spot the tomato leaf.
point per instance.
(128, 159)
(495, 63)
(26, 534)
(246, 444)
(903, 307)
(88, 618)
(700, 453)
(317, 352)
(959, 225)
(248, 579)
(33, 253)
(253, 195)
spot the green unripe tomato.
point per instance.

**OPDRACHT:**
Bewerk het materiaal door overal "tomato" te vervangen door "pepper". Geef alle regels verder ongewijzigd opnieuw weer.

**UITWERKING:**
spot the pepper leaf.
point per instance.
(128, 159)
(495, 63)
(26, 534)
(246, 444)
(903, 307)
(88, 618)
(700, 453)
(317, 352)
(959, 225)
(248, 579)
(33, 253)
(253, 195)
spot the green unripe pepper.
point per instance.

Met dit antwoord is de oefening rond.